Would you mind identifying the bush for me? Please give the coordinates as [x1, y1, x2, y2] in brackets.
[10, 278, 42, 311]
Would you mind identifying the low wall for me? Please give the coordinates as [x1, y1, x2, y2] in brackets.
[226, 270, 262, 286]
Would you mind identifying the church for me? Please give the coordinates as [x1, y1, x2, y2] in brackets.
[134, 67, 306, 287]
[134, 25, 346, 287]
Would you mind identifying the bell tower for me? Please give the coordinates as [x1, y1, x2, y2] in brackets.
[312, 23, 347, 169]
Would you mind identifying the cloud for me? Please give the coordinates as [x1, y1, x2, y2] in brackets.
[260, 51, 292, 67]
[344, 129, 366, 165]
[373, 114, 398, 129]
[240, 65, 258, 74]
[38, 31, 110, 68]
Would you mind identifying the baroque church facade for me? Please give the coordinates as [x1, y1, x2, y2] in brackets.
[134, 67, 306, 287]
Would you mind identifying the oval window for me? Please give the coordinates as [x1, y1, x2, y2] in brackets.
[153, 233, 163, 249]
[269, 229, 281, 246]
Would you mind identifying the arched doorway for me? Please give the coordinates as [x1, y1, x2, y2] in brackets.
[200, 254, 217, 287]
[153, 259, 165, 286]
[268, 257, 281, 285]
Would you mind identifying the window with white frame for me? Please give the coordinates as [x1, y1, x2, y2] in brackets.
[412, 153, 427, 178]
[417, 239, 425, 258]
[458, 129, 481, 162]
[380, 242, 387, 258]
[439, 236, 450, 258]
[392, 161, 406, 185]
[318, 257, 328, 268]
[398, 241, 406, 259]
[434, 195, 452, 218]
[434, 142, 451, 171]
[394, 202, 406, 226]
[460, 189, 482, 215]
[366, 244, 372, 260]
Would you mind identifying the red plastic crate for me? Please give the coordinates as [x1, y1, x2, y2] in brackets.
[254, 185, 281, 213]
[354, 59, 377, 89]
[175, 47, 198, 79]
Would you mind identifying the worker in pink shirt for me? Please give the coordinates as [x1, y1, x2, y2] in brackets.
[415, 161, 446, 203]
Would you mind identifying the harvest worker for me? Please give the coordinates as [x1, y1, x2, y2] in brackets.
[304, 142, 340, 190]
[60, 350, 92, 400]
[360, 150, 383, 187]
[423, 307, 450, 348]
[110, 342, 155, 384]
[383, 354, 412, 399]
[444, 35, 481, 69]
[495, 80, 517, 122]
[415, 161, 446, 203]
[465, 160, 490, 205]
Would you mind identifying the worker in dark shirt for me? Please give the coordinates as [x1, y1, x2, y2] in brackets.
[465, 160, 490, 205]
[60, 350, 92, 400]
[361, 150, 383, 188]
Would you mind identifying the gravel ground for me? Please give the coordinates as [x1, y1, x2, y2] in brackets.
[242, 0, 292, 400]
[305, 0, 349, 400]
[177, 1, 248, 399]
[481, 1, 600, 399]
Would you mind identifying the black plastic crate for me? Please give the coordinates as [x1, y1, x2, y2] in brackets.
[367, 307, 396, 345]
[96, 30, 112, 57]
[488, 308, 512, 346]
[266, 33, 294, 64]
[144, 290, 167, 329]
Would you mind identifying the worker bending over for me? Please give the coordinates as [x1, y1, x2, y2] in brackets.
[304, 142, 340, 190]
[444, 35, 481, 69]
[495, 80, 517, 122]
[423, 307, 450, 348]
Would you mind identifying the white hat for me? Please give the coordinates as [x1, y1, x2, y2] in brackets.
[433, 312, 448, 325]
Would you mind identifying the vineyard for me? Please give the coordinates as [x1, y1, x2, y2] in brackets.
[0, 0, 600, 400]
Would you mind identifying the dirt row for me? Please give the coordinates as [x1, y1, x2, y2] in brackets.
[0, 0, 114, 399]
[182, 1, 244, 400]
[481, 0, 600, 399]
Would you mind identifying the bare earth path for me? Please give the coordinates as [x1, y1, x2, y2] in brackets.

» **Task requirements**:
Repeat every one of the records above, swapping "plastic crate" for "plastic bin" wherever it occurs and leaving everything else untouched.

» **The completed task**:
Would you mind identifying the bush for me? Please give the coordinates as [x1, y1, x2, y2] in brackets.
[10, 278, 42, 311]
Would you mind identifying the low wall for me? Please give the coordinates as [x1, y1, x2, y2] in brackets.
[226, 270, 262, 286]
Would you mind identifying the church for me? Please give the coordinates as [x1, y1, x2, y2] in brackets.
[134, 67, 306, 287]
[134, 25, 346, 287]
Would you mind identifying the bell tower for me? Please give the coordinates as [x1, y1, x2, y2] in brackets.
[312, 23, 347, 169]
Would you mind identifying the cloud for me? Please give the coordinates as [x1, y1, x2, y2] in brackets.
[260, 51, 292, 67]
[344, 129, 366, 165]
[373, 114, 398, 129]
[240, 65, 258, 74]
[38, 31, 110, 68]
Would you mind identifying the baroque church facade for me? Please give the coordinates as [x1, y1, x2, y2] in brackets.
[134, 67, 306, 287]
Would you mind identifying the oval window for me? Please give the coordinates as [x1, y1, x2, y2] in brackets.
[153, 233, 163, 249]
[269, 229, 281, 246]
Would you mind identifying the arched doorway for me? Please give the coordinates as [x1, y1, x2, y2] in brackets.
[200, 254, 217, 287]
[153, 259, 165, 286]
[268, 257, 281, 285]
Would you mind identifying the window with white frame for me? Please give the coordinates as [x1, y1, x2, y2] in brackets.
[412, 153, 427, 178]
[417, 239, 425, 258]
[458, 129, 481, 162]
[380, 242, 387, 258]
[439, 236, 450, 258]
[392, 161, 406, 185]
[318, 257, 328, 268]
[398, 241, 406, 259]
[434, 195, 452, 218]
[434, 142, 451, 171]
[394, 202, 406, 226]
[460, 189, 482, 215]
[366, 244, 372, 260]
Would you mind identifying the red plastic bin for me? Please give the coordinates as [x1, y1, x2, y2] in brackets.
[254, 185, 281, 213]
[354, 59, 377, 89]
[175, 47, 198, 79]
Would you mind identifying the worker in pink shirt for me? Please give the coordinates as [x1, y1, x2, y2] in brackets.
[415, 161, 446, 203]
Would you mind identifying the harvest worker for me? Please give the coordinates as [x1, y1, x2, y2] in brackets.
[304, 142, 340, 190]
[60, 350, 92, 400]
[360, 150, 383, 187]
[423, 307, 450, 348]
[110, 342, 155, 384]
[383, 354, 412, 399]
[444, 35, 481, 69]
[495, 80, 517, 122]
[415, 161, 446, 203]
[465, 160, 490, 205]
Would you mind identifying the worker in dark shirt for me? Please give the coordinates as [x1, y1, x2, y2] in brackets.
[465, 160, 490, 205]
[60, 350, 92, 400]
[361, 150, 383, 188]
Would you mind identifying the gravel ground for me? Please give the coordinates as [x1, y1, x2, y2] in brackets.
[242, 0, 292, 400]
[305, 0, 349, 400]
[177, 1, 248, 399]
[481, 1, 600, 399]
Would you mind identifying the black plastic bin for me? Please give the coordinates as [x1, y1, x2, y2] in brackets.
[367, 307, 396, 345]
[96, 30, 112, 57]
[488, 308, 512, 346]
[266, 33, 294, 64]
[144, 290, 167, 329]
Would you mind identifying the worker bending over for me? Please give the coordinates as [x1, y1, x2, y2] in brackets.
[304, 142, 340, 190]
[444, 35, 481, 69]
[495, 80, 517, 122]
[423, 307, 450, 348]
Would you mind identifying the white hat for me? Please give the coordinates as [x1, y1, x2, y2] in brackets.
[433, 312, 448, 325]
Would you mind identifying the vineyard for me? Please give the coordinates as [x1, y1, x2, y2] in brackets.
[0, 0, 600, 400]
Would you mind identifying the dirt row for me? Please give the coordinates as [x1, y1, x2, y2] in brackets.
[0, 0, 114, 399]
[182, 1, 244, 400]
[481, 0, 600, 399]
Would you mind identifying the bare earth path for me? Please give the coordinates as [x1, y1, x2, y2] in brackets.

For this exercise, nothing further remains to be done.